I have now been to the Grantmakers in the Arts Conference five times. I sort of can’t believe I’m writing that — it simultaneously makes me feel old and very, very lucky. I’ve written about my experiences there now four of those five times; you can find my wrap-ups for 2009, 2010, 2011, and of course 2013 on Createquity.
I basically retired from conference blogging two years ago, but the opportunity to bring together our hot-off-the-presses editorial team in one place and try out a new medium for us (video) was enough to drag me out of the attic for this go-round. Once you’ve attended any conference for several years in a row, it’s easy to get jaded and start to care more about reconnecting with old friends and making new ones than about the session content. This phenomenon probably reached its peak for me during last year’s conference in, of all places, Miami Beach, where I arrived to discover a hot tub in my room and one of my coworkers got randomly upgraded to a swim-up bungalow. Kind of hard to concentrate on PowerPoint slides in that kind of environment; I remember hanging around the pool with colleagues right after presenting one afternoon, wearing my nametag over a full suit and tie and feeling like a very sweaty idiot. I figured I wouldn’t have quite the same sorts of distractions to contend with in Philly, but still, it was another year of GIA and what promised to be another year of what have become some very familiar conversations.

(Information supplied):
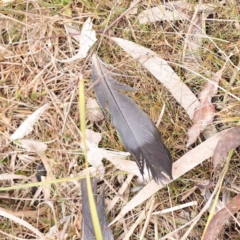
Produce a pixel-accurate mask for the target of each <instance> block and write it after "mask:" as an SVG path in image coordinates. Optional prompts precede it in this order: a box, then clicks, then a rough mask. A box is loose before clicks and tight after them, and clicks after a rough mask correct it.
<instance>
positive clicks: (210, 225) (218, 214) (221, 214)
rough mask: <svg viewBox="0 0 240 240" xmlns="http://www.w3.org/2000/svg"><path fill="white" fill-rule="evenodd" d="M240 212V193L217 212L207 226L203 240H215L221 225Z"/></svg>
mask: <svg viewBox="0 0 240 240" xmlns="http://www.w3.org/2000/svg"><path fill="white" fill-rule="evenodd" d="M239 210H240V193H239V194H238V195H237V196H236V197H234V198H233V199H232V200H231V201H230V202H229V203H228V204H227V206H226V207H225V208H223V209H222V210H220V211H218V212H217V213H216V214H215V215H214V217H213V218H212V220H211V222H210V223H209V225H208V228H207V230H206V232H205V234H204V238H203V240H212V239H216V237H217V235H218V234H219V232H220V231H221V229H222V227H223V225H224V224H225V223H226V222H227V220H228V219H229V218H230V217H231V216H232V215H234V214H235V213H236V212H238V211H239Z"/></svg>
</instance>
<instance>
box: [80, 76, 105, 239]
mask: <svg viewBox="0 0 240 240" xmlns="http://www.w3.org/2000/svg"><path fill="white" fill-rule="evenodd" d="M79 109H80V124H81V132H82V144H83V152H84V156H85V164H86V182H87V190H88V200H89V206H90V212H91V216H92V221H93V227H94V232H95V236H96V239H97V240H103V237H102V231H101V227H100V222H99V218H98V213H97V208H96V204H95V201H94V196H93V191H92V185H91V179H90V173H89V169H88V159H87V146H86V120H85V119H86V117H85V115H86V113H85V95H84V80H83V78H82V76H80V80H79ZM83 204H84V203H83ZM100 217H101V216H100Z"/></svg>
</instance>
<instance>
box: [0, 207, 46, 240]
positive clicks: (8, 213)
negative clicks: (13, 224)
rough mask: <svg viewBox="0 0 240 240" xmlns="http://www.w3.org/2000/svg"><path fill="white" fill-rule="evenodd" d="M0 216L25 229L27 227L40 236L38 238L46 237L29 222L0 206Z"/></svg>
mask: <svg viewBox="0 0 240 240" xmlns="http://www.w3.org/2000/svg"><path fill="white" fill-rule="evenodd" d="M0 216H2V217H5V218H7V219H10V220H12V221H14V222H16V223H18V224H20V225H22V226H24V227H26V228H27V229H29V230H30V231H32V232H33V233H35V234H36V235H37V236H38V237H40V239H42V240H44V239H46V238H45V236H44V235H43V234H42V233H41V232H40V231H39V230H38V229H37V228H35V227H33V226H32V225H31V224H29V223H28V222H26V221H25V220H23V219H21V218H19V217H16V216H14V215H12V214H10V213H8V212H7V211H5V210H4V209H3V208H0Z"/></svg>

(Work instruction 1):
Copy everything in the conference post from "I have now been" down to "2013 on Createquity.".
(Work instruction 2):
Using the conference post, answer yes or no to each statement and quote the words that decide it: (a) The writer has written about four of the five conferences attended. (b) Last year's conference took place in Philadelphia. (c) One of the writer's coworkers was upgraded to a swim-up bungalow.
The listing has nothing to do with the conference post.

(Exercise response 1):
I have now been to the Grantmakers in the Arts Conference five times. I sort of can’t believe I’m writing that — it simultaneously makes me feel old and very, very lucky. I’ve written about my experiences there now four of those five times; you can find my wrap-ups for 2009, 2010, 2011, and of course 2013 on Createquity.

(Exercise response 2):
(a) Yes: "I’ve written about my experiences there now four of those five times"
(b) No: "last year’s conference in, of all places, Miami Beach"
(c) Yes: "one of my coworkers got randomly upgraded to a swim-up bungalow"